Looking at the listing below, how many lines include "appear"? Answer with the number only.
== Segment start ==
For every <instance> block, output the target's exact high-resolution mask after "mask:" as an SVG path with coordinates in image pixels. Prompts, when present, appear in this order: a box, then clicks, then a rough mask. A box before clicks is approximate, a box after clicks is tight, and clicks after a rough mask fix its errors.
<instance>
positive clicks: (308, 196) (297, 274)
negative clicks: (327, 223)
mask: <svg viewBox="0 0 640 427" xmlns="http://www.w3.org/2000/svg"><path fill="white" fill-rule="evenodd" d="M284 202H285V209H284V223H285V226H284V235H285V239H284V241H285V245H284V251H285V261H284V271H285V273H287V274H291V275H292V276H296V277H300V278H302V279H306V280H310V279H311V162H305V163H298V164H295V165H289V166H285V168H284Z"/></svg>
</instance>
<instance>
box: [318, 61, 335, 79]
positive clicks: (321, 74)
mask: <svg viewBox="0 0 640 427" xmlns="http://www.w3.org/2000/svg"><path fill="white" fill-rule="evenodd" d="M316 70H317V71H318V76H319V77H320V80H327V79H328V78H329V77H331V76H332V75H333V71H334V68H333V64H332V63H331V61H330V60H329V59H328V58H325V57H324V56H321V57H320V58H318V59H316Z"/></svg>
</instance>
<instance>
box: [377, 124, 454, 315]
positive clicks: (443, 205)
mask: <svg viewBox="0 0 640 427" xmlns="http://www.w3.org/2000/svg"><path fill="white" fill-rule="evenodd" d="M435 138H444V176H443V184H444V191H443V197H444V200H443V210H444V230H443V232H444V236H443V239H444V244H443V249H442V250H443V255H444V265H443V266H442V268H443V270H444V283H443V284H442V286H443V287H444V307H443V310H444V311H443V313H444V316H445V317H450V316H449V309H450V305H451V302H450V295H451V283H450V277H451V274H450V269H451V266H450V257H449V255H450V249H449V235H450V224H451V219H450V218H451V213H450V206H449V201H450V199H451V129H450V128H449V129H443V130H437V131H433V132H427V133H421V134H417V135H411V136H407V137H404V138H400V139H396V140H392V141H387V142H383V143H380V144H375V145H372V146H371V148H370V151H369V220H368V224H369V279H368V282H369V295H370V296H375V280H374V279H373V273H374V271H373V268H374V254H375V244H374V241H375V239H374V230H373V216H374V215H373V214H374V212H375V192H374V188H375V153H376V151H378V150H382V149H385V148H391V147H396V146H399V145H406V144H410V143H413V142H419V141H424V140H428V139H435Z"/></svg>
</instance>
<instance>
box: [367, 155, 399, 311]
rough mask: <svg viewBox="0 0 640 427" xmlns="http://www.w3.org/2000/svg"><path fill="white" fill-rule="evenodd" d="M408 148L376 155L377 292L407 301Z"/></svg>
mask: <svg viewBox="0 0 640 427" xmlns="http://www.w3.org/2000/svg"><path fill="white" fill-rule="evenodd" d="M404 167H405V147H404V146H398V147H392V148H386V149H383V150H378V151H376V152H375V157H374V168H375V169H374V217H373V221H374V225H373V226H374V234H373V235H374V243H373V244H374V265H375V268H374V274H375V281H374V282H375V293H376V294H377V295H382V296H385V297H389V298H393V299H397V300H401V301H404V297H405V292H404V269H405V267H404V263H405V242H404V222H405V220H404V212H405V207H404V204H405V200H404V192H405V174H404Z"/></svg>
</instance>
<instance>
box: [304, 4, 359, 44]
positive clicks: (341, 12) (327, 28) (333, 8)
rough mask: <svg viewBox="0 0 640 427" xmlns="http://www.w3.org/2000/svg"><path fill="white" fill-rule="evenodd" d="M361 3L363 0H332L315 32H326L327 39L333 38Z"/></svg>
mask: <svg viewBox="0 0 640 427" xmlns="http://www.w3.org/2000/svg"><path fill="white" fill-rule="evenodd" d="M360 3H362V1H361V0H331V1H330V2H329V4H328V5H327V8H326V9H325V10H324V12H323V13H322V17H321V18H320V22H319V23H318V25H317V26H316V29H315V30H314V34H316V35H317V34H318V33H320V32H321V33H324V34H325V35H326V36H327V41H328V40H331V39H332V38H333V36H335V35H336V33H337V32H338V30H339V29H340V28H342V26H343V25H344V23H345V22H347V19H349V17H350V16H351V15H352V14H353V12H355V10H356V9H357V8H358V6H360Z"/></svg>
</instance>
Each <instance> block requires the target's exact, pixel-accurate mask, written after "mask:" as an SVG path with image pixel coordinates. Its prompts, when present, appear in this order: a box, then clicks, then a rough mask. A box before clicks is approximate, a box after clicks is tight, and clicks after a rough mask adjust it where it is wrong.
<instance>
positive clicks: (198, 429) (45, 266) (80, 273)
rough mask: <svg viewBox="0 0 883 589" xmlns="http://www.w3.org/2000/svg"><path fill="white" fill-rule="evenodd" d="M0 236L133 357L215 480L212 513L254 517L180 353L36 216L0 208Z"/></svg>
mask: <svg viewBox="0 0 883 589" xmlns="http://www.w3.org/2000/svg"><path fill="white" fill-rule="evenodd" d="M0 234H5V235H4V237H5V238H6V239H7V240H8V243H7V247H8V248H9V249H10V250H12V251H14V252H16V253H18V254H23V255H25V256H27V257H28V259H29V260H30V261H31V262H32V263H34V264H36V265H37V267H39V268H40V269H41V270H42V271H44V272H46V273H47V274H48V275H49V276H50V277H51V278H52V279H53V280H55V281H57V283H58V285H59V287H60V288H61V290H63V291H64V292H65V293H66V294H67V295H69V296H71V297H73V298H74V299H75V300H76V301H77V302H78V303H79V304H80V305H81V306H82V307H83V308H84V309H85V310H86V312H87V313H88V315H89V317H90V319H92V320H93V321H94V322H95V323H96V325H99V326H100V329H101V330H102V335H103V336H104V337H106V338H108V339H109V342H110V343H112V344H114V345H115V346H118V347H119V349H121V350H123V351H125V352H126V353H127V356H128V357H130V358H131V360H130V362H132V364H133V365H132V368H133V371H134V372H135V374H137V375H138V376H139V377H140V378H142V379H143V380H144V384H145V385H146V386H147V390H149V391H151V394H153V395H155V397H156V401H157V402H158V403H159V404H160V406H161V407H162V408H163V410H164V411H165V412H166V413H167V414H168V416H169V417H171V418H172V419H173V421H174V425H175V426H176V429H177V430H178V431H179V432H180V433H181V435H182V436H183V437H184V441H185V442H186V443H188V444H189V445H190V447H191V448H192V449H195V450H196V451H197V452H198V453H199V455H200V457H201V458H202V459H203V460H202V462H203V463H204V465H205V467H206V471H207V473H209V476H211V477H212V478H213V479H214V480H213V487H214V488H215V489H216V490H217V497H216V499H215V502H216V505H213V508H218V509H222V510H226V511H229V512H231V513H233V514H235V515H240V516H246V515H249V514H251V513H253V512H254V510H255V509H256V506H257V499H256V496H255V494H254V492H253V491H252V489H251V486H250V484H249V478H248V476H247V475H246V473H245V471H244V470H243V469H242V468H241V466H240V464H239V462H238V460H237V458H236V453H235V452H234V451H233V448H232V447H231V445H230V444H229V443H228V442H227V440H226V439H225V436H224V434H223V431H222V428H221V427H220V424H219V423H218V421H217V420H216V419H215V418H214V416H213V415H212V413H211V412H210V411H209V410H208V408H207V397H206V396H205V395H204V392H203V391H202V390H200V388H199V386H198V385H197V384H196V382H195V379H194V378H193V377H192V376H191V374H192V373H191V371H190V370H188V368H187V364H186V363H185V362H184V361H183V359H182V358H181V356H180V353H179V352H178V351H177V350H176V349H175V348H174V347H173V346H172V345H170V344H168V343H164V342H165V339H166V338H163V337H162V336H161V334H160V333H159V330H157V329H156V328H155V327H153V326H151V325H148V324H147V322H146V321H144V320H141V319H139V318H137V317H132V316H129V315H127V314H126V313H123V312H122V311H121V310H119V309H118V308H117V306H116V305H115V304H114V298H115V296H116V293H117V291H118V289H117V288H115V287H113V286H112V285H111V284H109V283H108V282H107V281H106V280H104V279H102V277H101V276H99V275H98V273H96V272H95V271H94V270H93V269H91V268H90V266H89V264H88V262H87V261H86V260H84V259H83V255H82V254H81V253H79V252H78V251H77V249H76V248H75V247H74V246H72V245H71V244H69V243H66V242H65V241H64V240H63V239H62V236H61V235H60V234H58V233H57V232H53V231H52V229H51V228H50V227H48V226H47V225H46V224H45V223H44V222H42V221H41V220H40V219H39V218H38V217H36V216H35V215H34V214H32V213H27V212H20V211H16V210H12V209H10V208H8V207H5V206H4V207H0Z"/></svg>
== Segment end ==
| ANSWER TO THE PROBLEM |
2